BEGIN Document text

Gradually, Yang's behaviour changes; his friends notice this and quickly learn of Locket, thanks to her signature on a poem she wrote for Yang. They demand to meet her and behave rowdily while attempting to lure out the ghost. Infuriated and disappointed, Locket severs her ties with a hapless Yang. She backtracks on this a month later, however, when she returns to Yang and beseeches him to help her a "vile monster" wishes for her to be his concubine against her wishes. Yang readily agrees to defend her; the following day, he dreams of a hideous being "with bristling moustaches, wearing a red hat and a black gown" attacking him and Locket. They are saved when his friend Wang, who had previously wished to meet Locket, passes by and slays the creature with his bow and arrow.

Yang wakes up and corresponds with Wang to learn that he had a similar dream. Locket confirms that the events of the dream were in fact real, and presents Wang with her father's dagger as a token of appreciation. Locket then informs Yang that for her to be resurrected, she requires "the seed and blood of a living man", to which he gladly obliges. She tells him to dig up her grave a hundred days later; Yang dutifully carries this out and finds her in the coffin, living and breathing. Locket exclaims, "Those twenty years were like a dream."

==Background==
"Twenty Years a Dream" is believed to be one of the earlier entries Pu wrote for Strange Tales from a Chinese Studio (Liaozhai). As Allan Barr observes in his Comparative Studies of Early and Late Tales in Liaozhai Zhiyi, "earlier stories tend to focus more on love and sex and later stories on social satire." The overarching message of the story is an inversion of the oft-repeated adage "life is but a dream"; rather than sticking to convention, Pu writes of death being like a dream, "replete with all the elegiac associations of dream as a metaphor for a vanished past." Pu also makes a handful of cultural references, including to Yang Guifei's breasts ("lotus kernels") and Yuan Zhen's ballad The Lianchang Palace (連昌宮).

END Document text

Work to complete -
(a) In the passage on "Twenty Years a Dream," what does Locket give Wang as a token of appreciation?
(b) Using the passage on "Twenty Years a Dream," explain why Locket severs her ties with Yang.
(c) Rewrite the paragraph of the passage on "Twenty Years a Dream" that begins "Yang wakes up and corresponds" as a list, keeping its main facts.
The lines after the passage on "Twenty Years a Dream" have no connection to it.

BEGIN Material provided

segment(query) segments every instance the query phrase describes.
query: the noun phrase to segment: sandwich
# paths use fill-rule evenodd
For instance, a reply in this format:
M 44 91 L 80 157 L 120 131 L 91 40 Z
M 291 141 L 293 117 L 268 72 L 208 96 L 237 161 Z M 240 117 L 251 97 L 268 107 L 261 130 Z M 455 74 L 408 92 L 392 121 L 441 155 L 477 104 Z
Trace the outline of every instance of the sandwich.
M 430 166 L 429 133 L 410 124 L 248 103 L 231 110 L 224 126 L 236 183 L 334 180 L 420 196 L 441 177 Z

END Material provided

Answers to the exercise -
(a) She gives Wang her father's dagger.

(b) Yang's friends learned of Locket from her signature on a poem she wrote for him. They demanded to meet her and behaved rowdily while trying to lure out the ghost, which left her infuriated and disappointed.

(c)
- Yang wakes and corresponds with Wang, learning that Wang had a similar dream.
- Locket confirms that the events of the dream were real and gives Wang her father's dagger as a token of appreciation.
- She tells Yang that to be resurrected she needs "the seed and blood of a living man," and he gladly obliges.
- She tells him to dig up her grave a hundred days later.
- Yang does so and finds her in the coffin, living and breathing.
- Locket exclaims, "Those twenty years were like a dream."